**Ausgewählter Text**

"Cattenom jetzt abschalten!"Angst vor "unkontrollierbarem Drecksmeiler"

Perl. "Noch leben wir hier in einer der schönsten Weinbaugemeinden der Obermosel", sagte Perls Bürgermeister Bruno Schmitt. Aber seit Fukushima wisse jeder, dass die atomare Technologie nicht beherrschbar sei. Jeder Andersdenkende mache einen Fehler. Daher lautete seine Forderung: "Cattenom abschalten, und zwar sofort" - eine Ansicht, die gut 300 Demonstranten teilten

Perl. "Noch leben wir hier in einer der schönsten Weinbaugemeinden der Obermosel", sagte Perls Bürgermeister Bruno Schmitt. Aber seit Fukushima wisse jeder, dass die atomare Technologie nicht beherrschbar sei. Jeder Andersdenkende mache einen Fehler. Daher lautete seine Forderung: "Cattenom abschalten, und zwar sofort" - eine Ansicht, die gut 300 Demonstranten teilten. Sie hatten sich gestern am alten Zollhaus in Perl zu einer Kundgebung versammelt. "Cattenom muss stillgelegt werden", lautete das Motto dieser Veranstaltung. Sie war unter anderem von den SPD-Bürgermeistern des grünen Kreises initiiert worden. "Keine Bedrohung durch ein französisches AKW!", hieß die Forderung der Atomkraftgegner.

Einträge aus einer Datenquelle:
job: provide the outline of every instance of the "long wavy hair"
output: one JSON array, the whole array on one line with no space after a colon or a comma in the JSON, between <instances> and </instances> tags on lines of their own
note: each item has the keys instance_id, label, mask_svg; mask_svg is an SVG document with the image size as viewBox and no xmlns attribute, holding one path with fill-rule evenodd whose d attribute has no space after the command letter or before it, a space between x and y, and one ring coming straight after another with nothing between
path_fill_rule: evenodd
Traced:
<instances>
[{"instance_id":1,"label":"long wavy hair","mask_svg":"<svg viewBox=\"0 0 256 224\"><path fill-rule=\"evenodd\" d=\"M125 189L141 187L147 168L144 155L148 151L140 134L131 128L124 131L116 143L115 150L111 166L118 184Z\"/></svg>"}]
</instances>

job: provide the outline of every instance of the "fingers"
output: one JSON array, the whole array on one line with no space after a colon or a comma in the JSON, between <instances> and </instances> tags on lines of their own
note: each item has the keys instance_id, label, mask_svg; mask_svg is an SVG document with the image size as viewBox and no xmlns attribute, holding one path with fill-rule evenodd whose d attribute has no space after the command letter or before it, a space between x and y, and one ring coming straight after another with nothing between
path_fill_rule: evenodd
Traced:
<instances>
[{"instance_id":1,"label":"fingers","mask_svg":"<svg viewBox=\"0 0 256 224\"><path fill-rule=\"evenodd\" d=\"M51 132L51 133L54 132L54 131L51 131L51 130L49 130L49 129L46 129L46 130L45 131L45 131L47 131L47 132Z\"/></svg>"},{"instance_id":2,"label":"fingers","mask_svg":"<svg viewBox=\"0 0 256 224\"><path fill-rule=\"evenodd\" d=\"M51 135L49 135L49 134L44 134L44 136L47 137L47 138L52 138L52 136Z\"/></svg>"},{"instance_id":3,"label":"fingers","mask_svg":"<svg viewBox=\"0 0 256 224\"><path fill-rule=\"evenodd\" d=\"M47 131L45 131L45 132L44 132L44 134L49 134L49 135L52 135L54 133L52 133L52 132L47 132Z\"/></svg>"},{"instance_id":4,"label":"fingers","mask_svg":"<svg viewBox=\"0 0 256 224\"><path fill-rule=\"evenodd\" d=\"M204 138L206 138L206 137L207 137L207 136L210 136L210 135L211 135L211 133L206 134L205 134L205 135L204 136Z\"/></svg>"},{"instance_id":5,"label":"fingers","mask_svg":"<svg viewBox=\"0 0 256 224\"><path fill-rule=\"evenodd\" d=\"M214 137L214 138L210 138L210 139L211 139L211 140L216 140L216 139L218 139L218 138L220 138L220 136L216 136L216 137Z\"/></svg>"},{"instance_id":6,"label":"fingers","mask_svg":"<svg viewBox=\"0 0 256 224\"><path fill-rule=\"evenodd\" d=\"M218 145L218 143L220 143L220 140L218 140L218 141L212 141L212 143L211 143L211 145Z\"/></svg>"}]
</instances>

**Arbeitsauftrag**
Beantworte anhand des Berichts über die Kundgebung in Perl:
(a) Welches Amt hat Bruno Schmitt inne?
(b) Wo versammelten sich die Demonstranten?
(c) Unter welchem Motto stand die Veranstaltung?
Die Auflistung wird zur Bearbeitung nicht benötigt.

**Lösung**
(a) Er ist Bürgermeister von Perl.
(b) Am alten Zollhaus in Perl.
(c) „Cattenom muss stillgelegt werden“.